### Instruction 1
Repeat the part of the interview with Magda Martinez that begins at the words "Q&A with Magda" and stops after the words "a few questions.".
### Instruction 2
Shift the records from the line that contains "Game engine object recognition — detect white wall" through the line that contains "415, 307, 723, 846" by writing those lines out again in full, requests included, with -75 added to every coordinate in the answers. Give only those lines.

### Source text
Nov 27, 2018

Q&A with Magda Martinez

by: Laura Kochman

Meet our new Chief Operating Officer, Magda Martinez. She is a writer, vocalist, educator, and performer, and a member of Las Gallas, a Philadelphia-based artist collective. After 16 years as Director of Programs at Fleisher Art Memorial, she’s here to help shape the strategic vision for Mural Arts. We’re all getting to know each other, so we asked her a few questions.

What do you love about Philadelphia? 

I love the people in Philadelphia. Having grown up in New York City, when I first moved here there was a part of me that said, “Ah, what have I done?” Because the Philadelphia of 25 years ago was very different from the Philadelphia of now. I would go out and I would want to eat late, and nothing was open. Like nothing. Not even diners. And I thought, “How can I live here?”

But what’s really kept me here is the people, and the opportunities that I’ve had here that I’m not sure I would have had in New York. I think because New York is just bigger, there are more layers that you have to go through in order to get to people. Here, the number of layers is much smaller and there are people I’ve met that I probably wouldn’t have met and interacted with in New York. Now, it’s home. I’ve been here over 20 years. I’ve been afforded a lot of opportunities to be able to pursue the things that are meaningful to me as a human being.

I know that you're an artist—does that perspective influence your day-to-day work in the arts? 

Yes. I don’t think I could do one without the other. I think people think about those two things as an either/or proposition. And some days they are—sometimes I go home and I’m so tired from my administrative job that I look at my writing journals longingly. And I’m thinking about things that I want to write about, but I literally don’t have the energy to do it. But I also know that when I do write, I’m better. I’m better as a person, but I’m also better at my job because that creative act is feeding me.

### Supplied entries

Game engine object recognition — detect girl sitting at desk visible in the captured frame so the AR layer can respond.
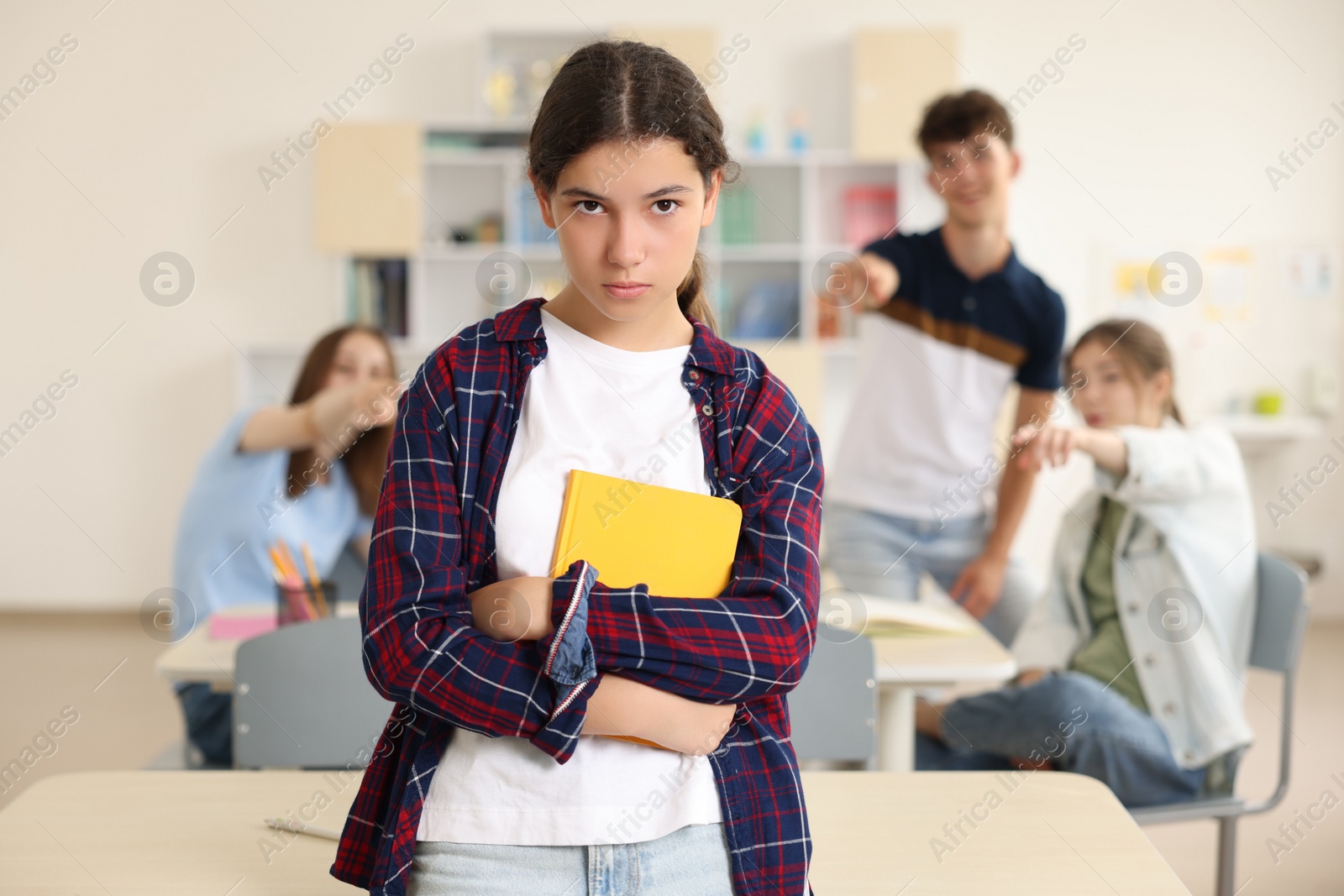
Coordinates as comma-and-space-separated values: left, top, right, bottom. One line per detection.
173, 325, 403, 766
916, 320, 1257, 806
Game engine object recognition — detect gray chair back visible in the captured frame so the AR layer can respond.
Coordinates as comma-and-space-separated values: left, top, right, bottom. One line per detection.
234, 616, 392, 768
788, 623, 878, 763
1252, 553, 1306, 673
1131, 552, 1308, 896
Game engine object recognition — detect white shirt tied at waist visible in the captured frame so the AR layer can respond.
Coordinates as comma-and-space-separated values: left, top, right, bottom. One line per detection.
1013, 418, 1257, 768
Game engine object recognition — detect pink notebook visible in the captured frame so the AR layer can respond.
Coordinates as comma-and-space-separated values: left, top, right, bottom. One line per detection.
210, 612, 276, 641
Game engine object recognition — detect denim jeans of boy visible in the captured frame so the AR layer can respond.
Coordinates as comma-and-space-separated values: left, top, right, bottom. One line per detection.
916, 670, 1205, 807
824, 504, 1042, 646
406, 824, 732, 896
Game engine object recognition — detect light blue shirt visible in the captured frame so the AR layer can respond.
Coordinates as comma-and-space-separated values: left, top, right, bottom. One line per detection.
172, 407, 374, 621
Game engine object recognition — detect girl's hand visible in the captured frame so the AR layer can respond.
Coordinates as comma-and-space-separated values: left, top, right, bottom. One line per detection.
1012, 666, 1047, 688
305, 379, 406, 448
1012, 423, 1129, 477
1012, 423, 1084, 473
466, 575, 555, 642
583, 672, 738, 757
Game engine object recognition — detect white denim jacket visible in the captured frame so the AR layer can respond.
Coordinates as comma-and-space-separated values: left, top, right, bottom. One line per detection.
1013, 418, 1257, 768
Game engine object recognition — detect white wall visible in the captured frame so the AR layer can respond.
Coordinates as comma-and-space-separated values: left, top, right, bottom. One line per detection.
0, 0, 1344, 612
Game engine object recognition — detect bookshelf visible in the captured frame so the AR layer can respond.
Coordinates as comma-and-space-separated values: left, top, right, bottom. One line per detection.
238, 29, 957, 450
407, 128, 900, 348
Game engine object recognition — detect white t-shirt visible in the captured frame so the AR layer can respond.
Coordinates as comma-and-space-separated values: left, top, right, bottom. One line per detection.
827, 313, 1016, 520
415, 307, 723, 846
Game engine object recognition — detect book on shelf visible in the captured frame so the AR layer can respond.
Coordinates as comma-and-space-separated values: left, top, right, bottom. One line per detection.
345, 258, 407, 336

### Task response 1
Q&A with Magda Martinez

by: Laura Kochman

Meet our new Chief Operating Officer, Magda Martinez. She is a writer, vocalist, educator, and performer, and a member of Las Gallas, a Philadelphia-based artist collective. After 16 years as Director of Programs at Fleisher Art Memorial, she’s here to help shape the strategic vision for Mural Arts. We’re all getting to know each other, so we asked her a few questions.

### Task response 2
Game engine object recognition — detect white wall visible in the captured frame so the AR layer can respond.
Coordinates as comma-and-space-separated values: left, top, right, bottom. One line per detection.
-75, -75, 1269, 537
Game engine object recognition — detect bookshelf visible in the captured frame so the AR layer can respond.
Coordinates as comma-and-space-separated values: left, top, right, bottom. One line per detection.
163, -46, 882, 375
332, 53, 825, 273
Game engine object recognition — detect white t-shirt visible in the captured frame so the AR layer can respond.
Coordinates as comma-and-space-separated values: left, top, right, bottom. One line per detection.
752, 238, 941, 445
340, 232, 648, 771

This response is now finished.